§ **PASSAGE EXTRAIT**:
════════════════════
Benoît Séverac, Le tableau du peintre juif

Quand le meilleur côtoie le pire

L’Occupation alle­mande a été l’occasion du meilleur et du pire. C’est en pre­nant en compte ces deux don­nées que le roman­cier conçoit une his­toire magni­fique par sa den­sité et sa roue­rie. Il met en scène des actions qui ont pu se dérou­ler dans le contexte. Nombre de ceux qui fuyaient la bar­ba­rie ont vécu, sans aucun doute, des situa­tions simi­laires.
On connaît aujourd’hui les filières d’évasion, les risques énormes pris par les résis­tants, les vrais, les modestes, les tai­seux, par les pas­seurs, pour sau­ver des vies. Mais, c’est aussi la pleine période de la dénon­cia­tion, de la déla­tion, de la spo­lia­tion des biens de toute nature. Avec cette matière, Benoît Séve­rac ins­talle un récit cap­ti­vant de bout en bout, une his­toire dans l’Histoire du plus beau résultat.

De nos jours, un Fran­çais se mor­fond dans une salle d’interrogatoire à Jéru­sa­lem. Il est accusé d’avoir volé un tableau, d’avoir spo­lié des juifs.
En décembre 1943, Gil­bert Fauré, leur voi­sin qui tra­vaille à la pré­fec­ture, pré­vient Eli et Jeanne Tru­del de l’imminence de leur arres­ta­tion. Ils fuient alors avec un maigre bagage.

C’est sa tante, la sœur aînée de sa mère, qui révèle à Sté­phane l’existence du tableau d’un peintre juif. Celui-ci a été donné à son père en remer­cie­ment pour les avoir cachés dans son gre­nier dans les Cévennes, pen­dant l’Occupation. Ce tableau d’Eli Tru­del vaut plus de cent mille Euros.
Or, Sté­phane et Irène ont eu bien des déboires. Leur hôtel à Fir­miny a péri­clité suite à la dés­in­dus­tria­li­sa­tion de la val­lée minière et l’entreprise de trans­ports, qu’il a mon­tée avec trois camions, n’a pas résisté quand les gilets jaunes en ont incen­dié un.
════════════════════
[Extrait d’un jeu de données]
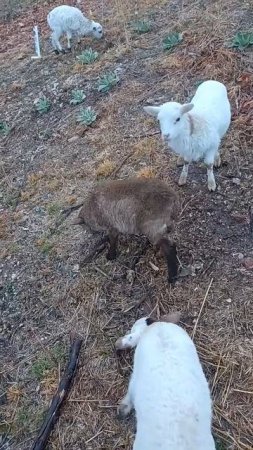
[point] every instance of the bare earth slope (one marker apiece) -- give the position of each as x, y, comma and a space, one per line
48, 162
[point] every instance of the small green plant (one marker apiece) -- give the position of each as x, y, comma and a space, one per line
172, 40
107, 82
86, 116
4, 128
78, 96
141, 26
242, 40
54, 209
88, 56
43, 105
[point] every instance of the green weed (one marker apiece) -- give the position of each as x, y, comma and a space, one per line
78, 96
141, 26
42, 105
172, 40
242, 40
86, 116
88, 56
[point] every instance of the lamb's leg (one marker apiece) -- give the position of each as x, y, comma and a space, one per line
209, 161
170, 252
217, 160
126, 404
56, 42
210, 178
113, 242
69, 37
184, 174
180, 161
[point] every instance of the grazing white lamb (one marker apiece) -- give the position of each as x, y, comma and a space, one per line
196, 136
167, 389
70, 20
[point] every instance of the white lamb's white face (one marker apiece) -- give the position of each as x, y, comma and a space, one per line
169, 116
97, 30
131, 339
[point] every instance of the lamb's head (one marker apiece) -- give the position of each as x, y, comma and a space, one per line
131, 339
171, 118
96, 30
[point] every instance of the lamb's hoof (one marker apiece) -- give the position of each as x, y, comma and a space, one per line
211, 186
182, 181
217, 162
180, 161
123, 410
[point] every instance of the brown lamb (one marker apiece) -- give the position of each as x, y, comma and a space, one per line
════════════════════
§ **EXERCICE ÉCRIT**: Reprenez le passage de la critique du roman allant de « On connaît aujourd’hui » jusqu’à « un maigre bagage. », en changeant « décembre » en « novembre ».

§ **CORRIGÉ ÉCRIT**:
On connaît aujourd’hui les filières d’évasion, les risques énormes pris par les résis­tants, les vrais, les modestes, les tai­seux, par les pas­seurs, pour sau­ver des vies. Mais, c’est aussi la pleine période de la dénon­cia­tion, de la déla­tion, de la spo­lia­tion des biens de toute nature. Avec cette matière, Benoît Séve­rac ins­talle un récit cap­ti­vant de bout en bout, une his­toire dans l’Histoire du plus beau résultat.

De nos jours, un Fran­çais se mor­fond dans une salle d’interrogatoire à Jéru­sa­lem. Il est accusé d’avoir volé un tableau, d’avoir spo­lié des juifs.
En novembre 1943, Gil­bert Fauré, leur voi­sin qui tra­vaille à la pré­fec­ture, pré­vient Eli et Jeanne Tru­del de l’imminence de leur arres­ta­tion. Ils fuient alors avec un maigre bagage.